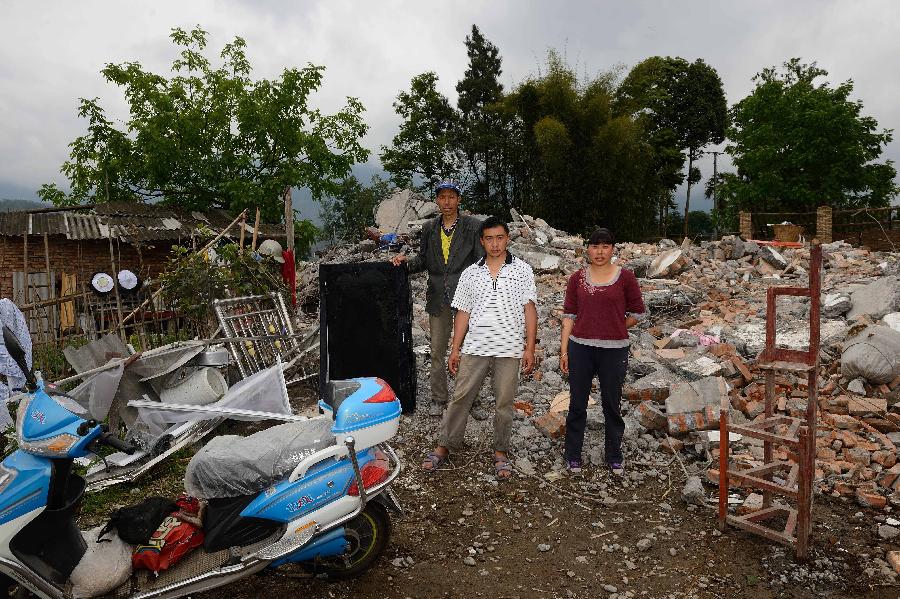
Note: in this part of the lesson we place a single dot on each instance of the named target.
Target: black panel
(51, 544)
(366, 326)
(224, 527)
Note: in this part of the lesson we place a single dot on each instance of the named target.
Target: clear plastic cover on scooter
(233, 466)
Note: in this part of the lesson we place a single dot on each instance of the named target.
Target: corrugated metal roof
(13, 223)
(129, 222)
(85, 226)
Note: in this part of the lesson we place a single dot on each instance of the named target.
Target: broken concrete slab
(651, 415)
(571, 242)
(695, 405)
(877, 299)
(541, 262)
(551, 424)
(393, 214)
(668, 264)
(892, 320)
(835, 305)
(697, 367)
(873, 354)
(773, 257)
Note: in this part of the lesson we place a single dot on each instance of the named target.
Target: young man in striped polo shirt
(495, 328)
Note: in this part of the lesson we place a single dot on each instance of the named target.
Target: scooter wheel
(367, 538)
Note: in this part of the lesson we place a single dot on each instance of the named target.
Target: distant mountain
(8, 205)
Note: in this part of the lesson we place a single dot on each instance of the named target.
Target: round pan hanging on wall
(102, 283)
(128, 281)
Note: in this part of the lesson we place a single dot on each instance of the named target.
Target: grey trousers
(469, 378)
(441, 327)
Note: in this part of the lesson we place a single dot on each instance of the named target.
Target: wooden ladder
(791, 479)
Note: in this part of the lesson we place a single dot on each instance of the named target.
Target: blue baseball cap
(447, 184)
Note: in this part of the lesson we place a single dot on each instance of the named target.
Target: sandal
(502, 468)
(433, 461)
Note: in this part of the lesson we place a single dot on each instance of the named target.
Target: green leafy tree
(211, 137)
(682, 108)
(581, 164)
(702, 116)
(351, 209)
(424, 150)
(484, 125)
(798, 143)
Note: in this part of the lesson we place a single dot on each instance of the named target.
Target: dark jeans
(609, 365)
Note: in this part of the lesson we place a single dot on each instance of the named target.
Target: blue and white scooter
(330, 515)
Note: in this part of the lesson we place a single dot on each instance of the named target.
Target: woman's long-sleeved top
(599, 310)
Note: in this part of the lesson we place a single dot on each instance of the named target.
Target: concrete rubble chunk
(668, 264)
(873, 354)
(877, 299)
(394, 214)
(835, 305)
(652, 416)
(695, 406)
(773, 257)
(892, 320)
(551, 424)
(570, 242)
(693, 492)
(541, 262)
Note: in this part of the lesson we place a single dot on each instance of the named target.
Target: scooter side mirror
(18, 355)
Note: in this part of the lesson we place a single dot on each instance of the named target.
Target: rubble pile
(700, 343)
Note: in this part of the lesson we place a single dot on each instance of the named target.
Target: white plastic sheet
(264, 391)
(97, 392)
(12, 317)
(233, 466)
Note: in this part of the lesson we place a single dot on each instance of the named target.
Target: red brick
(886, 458)
(894, 560)
(552, 425)
(671, 445)
(869, 498)
(524, 406)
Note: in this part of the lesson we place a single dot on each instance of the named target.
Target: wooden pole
(115, 276)
(243, 227)
(156, 293)
(51, 288)
(25, 263)
(255, 231)
(289, 218)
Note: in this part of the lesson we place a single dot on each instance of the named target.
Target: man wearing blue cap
(449, 244)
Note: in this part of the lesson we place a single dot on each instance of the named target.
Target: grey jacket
(465, 249)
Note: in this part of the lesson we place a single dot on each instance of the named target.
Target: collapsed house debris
(702, 344)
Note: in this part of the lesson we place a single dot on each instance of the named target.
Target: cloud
(55, 50)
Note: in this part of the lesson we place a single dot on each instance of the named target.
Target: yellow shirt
(445, 243)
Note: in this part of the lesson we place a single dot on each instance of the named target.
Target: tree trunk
(687, 200)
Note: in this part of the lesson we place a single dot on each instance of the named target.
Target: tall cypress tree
(482, 124)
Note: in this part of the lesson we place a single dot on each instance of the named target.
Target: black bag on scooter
(136, 523)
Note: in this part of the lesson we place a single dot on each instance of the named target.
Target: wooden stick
(255, 231)
(51, 293)
(289, 218)
(115, 276)
(156, 293)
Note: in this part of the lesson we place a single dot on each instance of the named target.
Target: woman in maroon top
(602, 302)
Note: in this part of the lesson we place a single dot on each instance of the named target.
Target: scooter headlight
(52, 447)
(6, 477)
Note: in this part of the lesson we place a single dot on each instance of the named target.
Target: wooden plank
(763, 484)
(762, 531)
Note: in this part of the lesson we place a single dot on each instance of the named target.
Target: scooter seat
(233, 466)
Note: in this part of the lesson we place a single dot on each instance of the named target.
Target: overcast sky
(51, 53)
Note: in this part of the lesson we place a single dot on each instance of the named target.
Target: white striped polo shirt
(496, 307)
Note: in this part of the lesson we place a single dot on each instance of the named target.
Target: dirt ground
(531, 538)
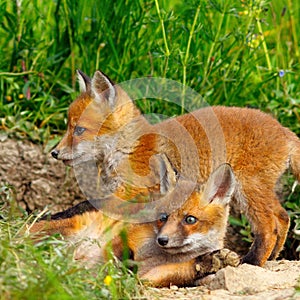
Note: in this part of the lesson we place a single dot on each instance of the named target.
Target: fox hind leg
(282, 222)
(264, 225)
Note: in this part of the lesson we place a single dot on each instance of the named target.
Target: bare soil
(39, 181)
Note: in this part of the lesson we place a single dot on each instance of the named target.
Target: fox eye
(79, 130)
(163, 217)
(190, 220)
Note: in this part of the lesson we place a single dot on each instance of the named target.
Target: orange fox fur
(168, 251)
(105, 125)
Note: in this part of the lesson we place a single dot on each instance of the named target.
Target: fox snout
(162, 240)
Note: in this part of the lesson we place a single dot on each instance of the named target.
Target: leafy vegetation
(47, 270)
(232, 52)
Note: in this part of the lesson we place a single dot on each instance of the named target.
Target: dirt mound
(38, 179)
(277, 280)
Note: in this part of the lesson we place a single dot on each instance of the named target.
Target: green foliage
(47, 270)
(243, 53)
(233, 52)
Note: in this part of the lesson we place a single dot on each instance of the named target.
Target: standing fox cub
(104, 125)
(178, 248)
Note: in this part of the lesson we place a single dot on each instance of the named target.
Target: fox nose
(55, 153)
(163, 240)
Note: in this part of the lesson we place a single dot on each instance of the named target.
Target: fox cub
(104, 125)
(178, 248)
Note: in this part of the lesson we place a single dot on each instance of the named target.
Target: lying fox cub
(178, 248)
(105, 125)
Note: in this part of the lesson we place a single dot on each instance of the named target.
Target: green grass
(232, 52)
(47, 270)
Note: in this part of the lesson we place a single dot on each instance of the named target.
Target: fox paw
(214, 261)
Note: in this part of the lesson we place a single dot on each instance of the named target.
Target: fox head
(199, 226)
(102, 108)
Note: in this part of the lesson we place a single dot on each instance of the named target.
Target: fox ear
(220, 185)
(168, 175)
(103, 88)
(84, 81)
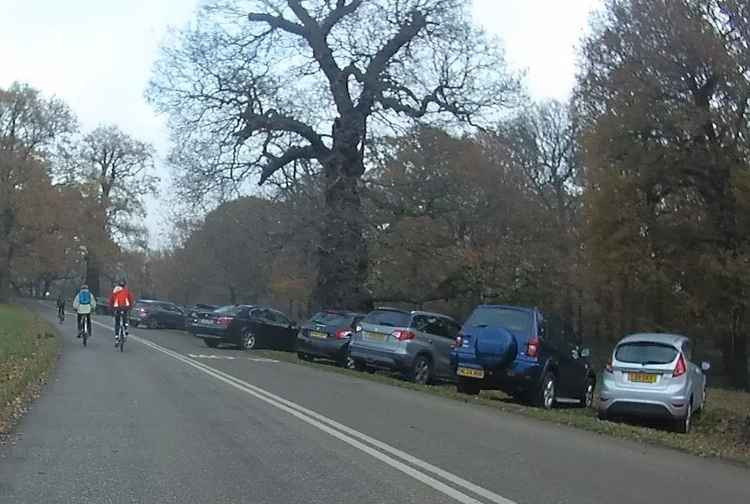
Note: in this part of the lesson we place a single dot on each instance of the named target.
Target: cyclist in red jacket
(121, 301)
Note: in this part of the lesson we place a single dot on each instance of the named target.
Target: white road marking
(201, 356)
(346, 434)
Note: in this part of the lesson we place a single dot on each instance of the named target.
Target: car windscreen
(517, 321)
(645, 352)
(332, 319)
(390, 318)
(230, 310)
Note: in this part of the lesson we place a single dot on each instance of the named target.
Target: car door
(445, 335)
(696, 374)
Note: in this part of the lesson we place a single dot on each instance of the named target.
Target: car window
(688, 351)
(645, 352)
(390, 318)
(332, 319)
(518, 321)
(279, 318)
(229, 310)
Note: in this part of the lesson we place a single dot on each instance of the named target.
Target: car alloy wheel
(548, 391)
(248, 340)
(588, 397)
(422, 372)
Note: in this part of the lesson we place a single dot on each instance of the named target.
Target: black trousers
(121, 316)
(84, 318)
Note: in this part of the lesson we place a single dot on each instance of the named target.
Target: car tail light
(680, 369)
(343, 334)
(403, 335)
(224, 321)
(532, 350)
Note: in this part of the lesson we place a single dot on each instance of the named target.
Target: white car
(653, 376)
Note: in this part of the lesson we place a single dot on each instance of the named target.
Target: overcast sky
(97, 54)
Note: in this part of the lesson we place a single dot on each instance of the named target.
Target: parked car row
(529, 355)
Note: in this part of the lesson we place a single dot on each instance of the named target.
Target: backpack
(84, 297)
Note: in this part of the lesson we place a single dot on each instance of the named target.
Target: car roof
(413, 312)
(509, 307)
(663, 338)
(342, 312)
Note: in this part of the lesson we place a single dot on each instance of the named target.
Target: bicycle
(83, 330)
(121, 329)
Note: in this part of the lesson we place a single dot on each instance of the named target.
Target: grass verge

• [TASK OBJECTIVE]:
Send back exactly the lines of the listing above, beginning at the line containing "Target: parked car row" and ending with the last. Add nothing.

• [ANSWER AREA]:
Target: parked car row
(529, 355)
Note: in this part of the lesson we place a single dot on each instance of the named target.
Target: backpack
(84, 297)
Note: in this part of the lesson we place a single dot on each instance of the named target.
Target: car roof
(413, 312)
(509, 307)
(663, 338)
(342, 312)
Note: in this part of the lesson we place a single dot on each instance of the named target.
Target: bicycle
(83, 330)
(121, 329)
Note: in this part of the lesson we place a single dot on each instance of the named target.
Target: grass verge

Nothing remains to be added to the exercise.